Conditions d’ouverture de l’action en justice : intérêt et qualité à agir

Les conditions d’ouverture de l’action en justice

L’action à beau être un droit fondamental, ce n’est pas un droit absolu. Il est donc soumis à des conditions d’exercice et c’est l’article 31 du nouveau code de procédure civile évoque l’existence d’un intérêt à agir et d’une qualité à agir.

Section I : L’intérêt à agir :

Cet intérêt se mesure au préjudice aussi bien patrimonial que moral subi par celui dont le droit a été bafoué. L’idée est de n’accorder la protection judiciaire qu’à celui qui démontre qu’il retirera de l’action un avantage pratique. Autrement dit, il faut que le jugement soit de nature à faire cesser le trouble. Mais cet intérêt ne doit pas être quelconque mais caractérisé.

  • 1 Un intérêt légitime :

C’est un intérêt juridique fondé sur un droit qui ne peut protéger que des situations légitimes. Cet article 31 ne fait ici que reprendre une condition jurisprudentielle qui parlait d’intérêt légitime juridiquement protégé. Et c’est justement sur le fondement sur le défaut d’intérêt légitime que jusqu’en 1970 les tribunaux ne reconnaissaient pas d’action à la concubine qui demandait réparation pour le préjudice éprouvé par la mort du concubin dans un accident de la route. Le concubinage n’était pas en effet à cette époque un lien légitime donc l’action ne pouvait pas être légitime non plus. On trouve une autre application de cette idée dans la règle selon laquelle on ne peut pas se prévaloir de sa propre turpitude. La critique que font certains auteurs sur cette exigence d’un intérêt légitime, c’est que quand on en vient à aborder la question de la légitimité de l’intérêt, on aborde le fond du droit alors que le juge ne devrait ne s’intéresser qu’à la recevabilité. Néanmoins il est toujours exigé.
※ ※ ※
À FAIRE:
1. Recopiez fidèlement le passage sur l'action en justice de « Les conditions d’ouverture » à « quelconque mais caractérisé. ».
2. Relevez tous les nombres écrits en chiffres arabes dans le passage sur l'action en justice, chacun une seule fois.
3. Selon le passage sur l'action en justice, les affirmations suivantes sont-elles exactes ? (a) L'intérêt à agir se mesure uniquement au préjudice patrimonial. (b) Jusqu'en 1970, les tribunaux refusaient l'action de la concubine demandant réparation pour la mort du concubin dans un accident de la route. (c) Certains auteurs critiquent l'exigence d'un intérêt légitime. Répondez par oui ou non, en citant les mots décisifs du passage.

EXTRAIT DES DONNÉES:
※ ※ ※
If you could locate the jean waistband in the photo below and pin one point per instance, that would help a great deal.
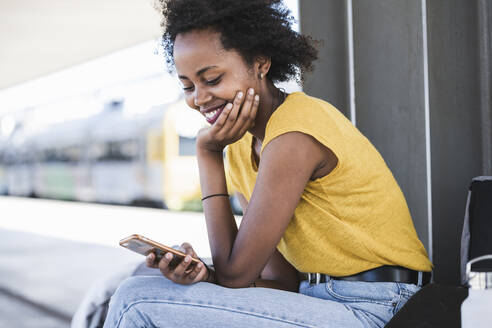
※ ※ ※
RÉSULTATS:
1.
Les conditions d’ouverture de l’action en justice

L’action à beau être un droit fondamental, ce n’est pas un droit absolu. Il est donc soumis à des conditions d’exercice et c’est l’article 31 du nouveau code de procédure civile évoque l’existence d’un intérêt à agir et d’une qualité à agir.

Section I : L’intérêt à agir :

Cet intérêt se mesure au préjudice aussi bien patrimonial que moral subi par celui dont le droit a été bafoué. L’idée est de n’accorder la protection judiciaire qu’à celui qui démontre qu’il retirera de l’action un avantage pratique. Autrement dit, il faut que le jugement soit de nature à faire cesser le trouble. Mais cet intérêt ne doit pas être quelconque mais caractérisé.

2. 31, 1970, 1

3.
(a) Non : « Cet intérêt se mesure au préjudice aussi bien patrimonial que moral »
(b) Oui : « jusqu’en 1970 les tribunaux ne reconnaissaient pas d’action à la concubine qui demandait réparation pour le préjudice éprouvé par la mort du concubin dans un accident de la route »
(c) Oui : « La critique que font certains auteurs sur cette exigence d’un intérêt légitime »